=== Passage extrait ===

Média de proximité, mais aussi média du pouvoir par excellence, la télévision a exercé durant ces trois dernières décennies une domination incontestable sur tous les autres supports médiatiques. Mais si elle a opéré sans discontinuer une influence considérable sur la société en général, et sur les modes de vie occidentaux en particulier, c’était à la manière décrite par le philosophe italien Umberto Eco lorsqu’il précisait que « la télévision abrutit les gens cultivés et cultive les gens qui mènent une vie abrutissante », pour signifier qu’au fond son influence n’a jamais épargné personne.. pas même les intellectuels.

=== Liste des données ===

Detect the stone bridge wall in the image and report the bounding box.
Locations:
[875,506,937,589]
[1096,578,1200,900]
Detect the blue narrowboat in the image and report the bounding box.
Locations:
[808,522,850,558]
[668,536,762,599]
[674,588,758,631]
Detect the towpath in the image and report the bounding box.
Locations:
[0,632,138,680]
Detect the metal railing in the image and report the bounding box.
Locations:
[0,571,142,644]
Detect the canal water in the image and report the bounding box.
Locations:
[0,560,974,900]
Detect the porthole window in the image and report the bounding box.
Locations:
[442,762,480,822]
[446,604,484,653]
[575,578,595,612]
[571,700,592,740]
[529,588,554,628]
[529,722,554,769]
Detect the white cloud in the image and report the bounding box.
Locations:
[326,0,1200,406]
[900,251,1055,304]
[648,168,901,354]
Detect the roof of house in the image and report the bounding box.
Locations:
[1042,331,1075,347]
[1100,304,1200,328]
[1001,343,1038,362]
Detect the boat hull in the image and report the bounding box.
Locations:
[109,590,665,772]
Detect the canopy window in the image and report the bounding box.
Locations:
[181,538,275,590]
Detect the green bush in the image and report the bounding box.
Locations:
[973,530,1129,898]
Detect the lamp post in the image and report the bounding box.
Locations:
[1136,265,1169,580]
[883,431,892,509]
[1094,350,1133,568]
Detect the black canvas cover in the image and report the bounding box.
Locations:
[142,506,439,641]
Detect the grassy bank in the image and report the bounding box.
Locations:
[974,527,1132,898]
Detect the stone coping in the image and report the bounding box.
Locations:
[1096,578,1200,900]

===

▶ Exercices:
a: Résumez en deux phrases le passage sur la télévision.
b: Reproduisez le passage sur la télévision à partir de « Média de proximité, mais » et jusqu'à « même les intellectuels. » inclus.
c: D'après le passage sur la télévision, pendant quelle période la télévision a-t-elle dominé les autres supports médiatiques ?

▶ Corrigés par exercice:
a: Média de proximité et du pouvoir, la télévision a dominé tous les autres supports médiatiques durant les trois dernières décennies et a exercé une influence considérable sur la société et sur les modes de vie occidentaux. Cette influence correspond à ce qu'Umberto Eco décrivait en affirmant que la télévision « abrutit les gens cultivés et cultive les gens qui mènent une vie abrutissante », ce qui signifie qu'elle n'a épargné personne, pas même les intellectuels.

b:
Média de proximité, mais aussi média du pouvoir par excellence, la télévision a exercé durant ces trois dernières décennies une domination incontestable sur tous les autres supports médiatiques. Mais si elle a opéré sans discontinuer une influence considérable sur la société en général, et sur les modes de vie occidentaux en particulier, c’était à la manière décrite par le philosophe italien Umberto Eco lorsqu’il précisait que « la télévision abrutit les gens cultivés et cultive les gens qui mènent une vie abrutissante », pour signifier qu’au fond son influence n’a jamais épargné personne.. pas même les intellectuels.

c: Durant les trois dernières décennies.